TASK TO COMPLETE
Rewrite the lines of the data below as a numbered list without blank lines, starting at the line containing "The query is: black eyeglasses on table" and ending at the line containing "(635, 570), (684, 633)", with both of those lines included.

SUPPLIED MATERIAL
****************************************
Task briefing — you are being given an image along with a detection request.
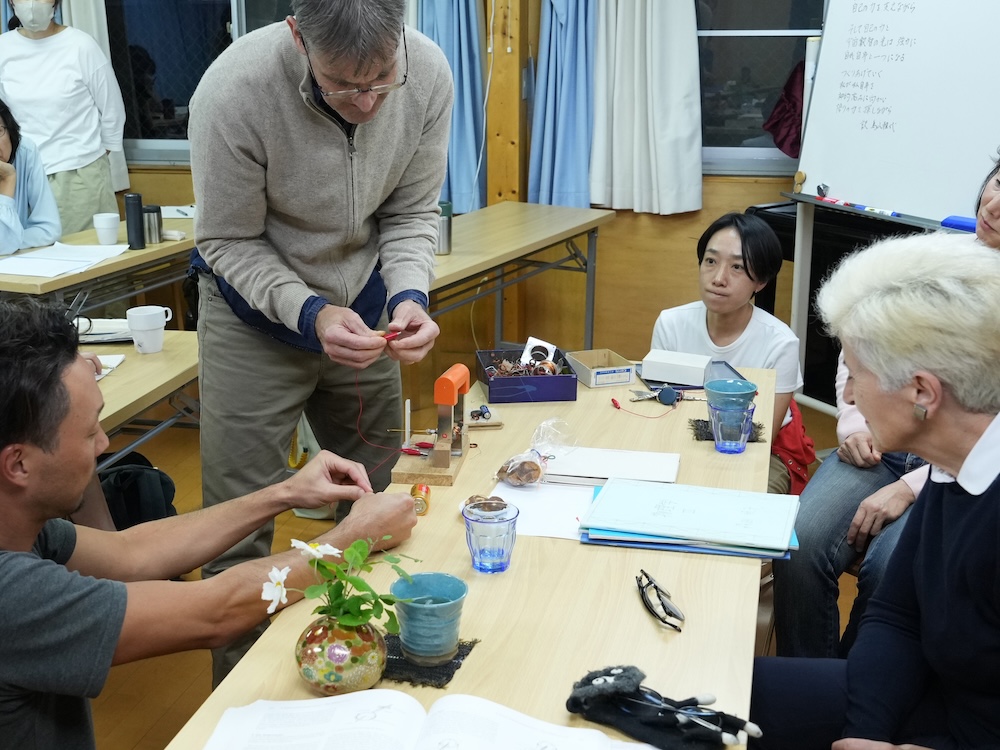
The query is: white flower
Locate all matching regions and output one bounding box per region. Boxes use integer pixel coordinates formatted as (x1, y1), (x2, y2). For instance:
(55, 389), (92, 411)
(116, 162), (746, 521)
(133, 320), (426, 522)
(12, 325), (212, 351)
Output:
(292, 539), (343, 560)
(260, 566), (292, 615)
****************************************
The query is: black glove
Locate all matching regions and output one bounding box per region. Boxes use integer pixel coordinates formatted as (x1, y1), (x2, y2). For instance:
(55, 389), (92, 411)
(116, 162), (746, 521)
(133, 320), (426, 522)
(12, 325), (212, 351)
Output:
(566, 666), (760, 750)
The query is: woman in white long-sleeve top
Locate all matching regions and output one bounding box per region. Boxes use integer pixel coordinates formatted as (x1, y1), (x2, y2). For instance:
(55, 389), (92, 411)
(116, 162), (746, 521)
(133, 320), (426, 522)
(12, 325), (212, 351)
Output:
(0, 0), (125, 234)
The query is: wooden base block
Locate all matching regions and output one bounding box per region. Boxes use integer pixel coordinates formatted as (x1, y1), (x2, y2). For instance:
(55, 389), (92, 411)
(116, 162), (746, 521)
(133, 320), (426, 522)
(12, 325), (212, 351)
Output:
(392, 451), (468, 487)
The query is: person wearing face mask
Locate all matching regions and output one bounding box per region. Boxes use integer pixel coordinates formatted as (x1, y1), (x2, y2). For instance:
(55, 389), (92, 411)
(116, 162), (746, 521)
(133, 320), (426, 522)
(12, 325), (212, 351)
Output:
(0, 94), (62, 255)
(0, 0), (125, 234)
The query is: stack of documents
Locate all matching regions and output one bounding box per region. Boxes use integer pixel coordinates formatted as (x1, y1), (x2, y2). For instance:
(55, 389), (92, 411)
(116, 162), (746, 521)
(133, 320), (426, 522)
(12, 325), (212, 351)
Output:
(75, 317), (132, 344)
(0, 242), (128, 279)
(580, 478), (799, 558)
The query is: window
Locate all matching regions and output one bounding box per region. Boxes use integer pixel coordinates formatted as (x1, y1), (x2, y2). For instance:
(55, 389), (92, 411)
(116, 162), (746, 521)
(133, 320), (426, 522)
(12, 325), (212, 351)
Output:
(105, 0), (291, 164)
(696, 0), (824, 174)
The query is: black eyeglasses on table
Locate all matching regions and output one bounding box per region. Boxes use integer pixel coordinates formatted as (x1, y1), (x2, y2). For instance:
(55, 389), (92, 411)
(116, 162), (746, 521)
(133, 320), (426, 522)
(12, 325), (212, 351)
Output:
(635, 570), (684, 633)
****************************************
RESPONSE FOR THIS EXERCISE
1. The query is: black eyeglasses on table
2. Locate all matching regions and output one bounding box per region. Boxes use integer pixel coordinates formatted as (x1, y1), (x2, y2). For instance:
3. (55, 389), (92, 411)
4. (116, 162), (746, 521)
5. (133, 320), (426, 522)
6. (12, 325), (212, 351)
7. Output:
8. (635, 570), (684, 633)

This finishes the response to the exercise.